#### Brief
Look at the entries below and restate word for word the lines from the first through the one that has "box: [114, 130, 186, 297]".

Data items:
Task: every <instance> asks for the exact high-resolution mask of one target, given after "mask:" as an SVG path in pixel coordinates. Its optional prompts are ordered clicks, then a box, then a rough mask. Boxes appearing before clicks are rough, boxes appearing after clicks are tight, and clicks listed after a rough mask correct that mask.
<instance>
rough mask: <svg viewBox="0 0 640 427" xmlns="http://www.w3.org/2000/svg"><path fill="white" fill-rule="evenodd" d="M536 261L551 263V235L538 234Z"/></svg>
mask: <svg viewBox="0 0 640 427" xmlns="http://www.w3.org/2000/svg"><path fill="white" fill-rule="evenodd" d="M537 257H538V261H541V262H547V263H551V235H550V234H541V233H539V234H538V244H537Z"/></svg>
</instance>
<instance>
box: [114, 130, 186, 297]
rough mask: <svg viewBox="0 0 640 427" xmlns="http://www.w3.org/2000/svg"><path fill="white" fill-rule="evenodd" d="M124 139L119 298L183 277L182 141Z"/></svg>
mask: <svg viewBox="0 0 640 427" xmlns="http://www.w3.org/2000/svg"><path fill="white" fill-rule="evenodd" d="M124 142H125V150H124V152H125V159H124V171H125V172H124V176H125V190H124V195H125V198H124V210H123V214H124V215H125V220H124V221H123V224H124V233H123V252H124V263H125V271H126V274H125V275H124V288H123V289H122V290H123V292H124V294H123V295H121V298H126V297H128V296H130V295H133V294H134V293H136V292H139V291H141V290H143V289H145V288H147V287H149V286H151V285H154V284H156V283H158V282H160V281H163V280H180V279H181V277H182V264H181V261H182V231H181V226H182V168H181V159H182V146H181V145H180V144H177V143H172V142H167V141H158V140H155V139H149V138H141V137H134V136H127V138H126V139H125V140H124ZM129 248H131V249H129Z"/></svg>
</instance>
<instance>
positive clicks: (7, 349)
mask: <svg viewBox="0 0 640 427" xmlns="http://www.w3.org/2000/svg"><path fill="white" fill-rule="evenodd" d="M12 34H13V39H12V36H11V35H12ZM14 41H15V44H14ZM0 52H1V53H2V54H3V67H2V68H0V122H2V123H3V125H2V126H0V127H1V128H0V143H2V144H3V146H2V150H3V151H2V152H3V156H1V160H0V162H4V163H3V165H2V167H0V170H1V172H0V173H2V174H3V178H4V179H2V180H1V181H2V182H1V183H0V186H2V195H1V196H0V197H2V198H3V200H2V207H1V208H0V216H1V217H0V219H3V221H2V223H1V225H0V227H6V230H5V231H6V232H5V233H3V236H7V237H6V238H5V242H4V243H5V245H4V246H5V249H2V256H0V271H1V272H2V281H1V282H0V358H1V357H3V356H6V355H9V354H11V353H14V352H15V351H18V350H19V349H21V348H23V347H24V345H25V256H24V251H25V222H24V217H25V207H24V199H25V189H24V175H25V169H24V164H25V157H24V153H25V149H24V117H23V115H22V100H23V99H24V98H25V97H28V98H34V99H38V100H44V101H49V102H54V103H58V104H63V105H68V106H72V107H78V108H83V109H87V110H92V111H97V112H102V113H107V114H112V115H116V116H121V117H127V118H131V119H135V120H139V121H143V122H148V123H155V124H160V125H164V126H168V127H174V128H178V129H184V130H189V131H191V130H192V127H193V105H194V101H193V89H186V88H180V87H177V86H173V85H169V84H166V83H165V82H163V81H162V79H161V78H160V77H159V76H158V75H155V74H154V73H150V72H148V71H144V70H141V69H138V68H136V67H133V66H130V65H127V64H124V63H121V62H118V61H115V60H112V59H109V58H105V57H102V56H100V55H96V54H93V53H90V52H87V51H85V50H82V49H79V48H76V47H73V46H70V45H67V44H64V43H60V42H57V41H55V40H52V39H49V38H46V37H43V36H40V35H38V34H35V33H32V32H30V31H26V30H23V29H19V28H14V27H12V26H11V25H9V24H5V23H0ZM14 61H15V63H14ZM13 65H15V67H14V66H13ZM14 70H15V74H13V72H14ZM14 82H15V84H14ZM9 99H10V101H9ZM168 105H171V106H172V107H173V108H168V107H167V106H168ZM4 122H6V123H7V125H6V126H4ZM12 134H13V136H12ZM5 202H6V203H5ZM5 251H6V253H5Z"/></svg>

#### Response to this exercise
Task: every <instance> asks for the exact high-resolution mask of one target, given after "mask:" as an SVG path in pixel coordinates. Its optional prompts are ordered clicks, then a box, then a rough mask. Boxes appearing before clicks are rough, boxes appearing after clicks are tight, and clicks listed after a rough mask correct that mask.
<instance>
rough mask: <svg viewBox="0 0 640 427" xmlns="http://www.w3.org/2000/svg"><path fill="white" fill-rule="evenodd" d="M536 261L551 263V235L538 234Z"/></svg>
mask: <svg viewBox="0 0 640 427" xmlns="http://www.w3.org/2000/svg"><path fill="white" fill-rule="evenodd" d="M537 257H538V261H541V262H547V263H551V235H550V234H541V233H539V234H538V244H537Z"/></svg>
</instance>
<instance>
box: [114, 130, 186, 297]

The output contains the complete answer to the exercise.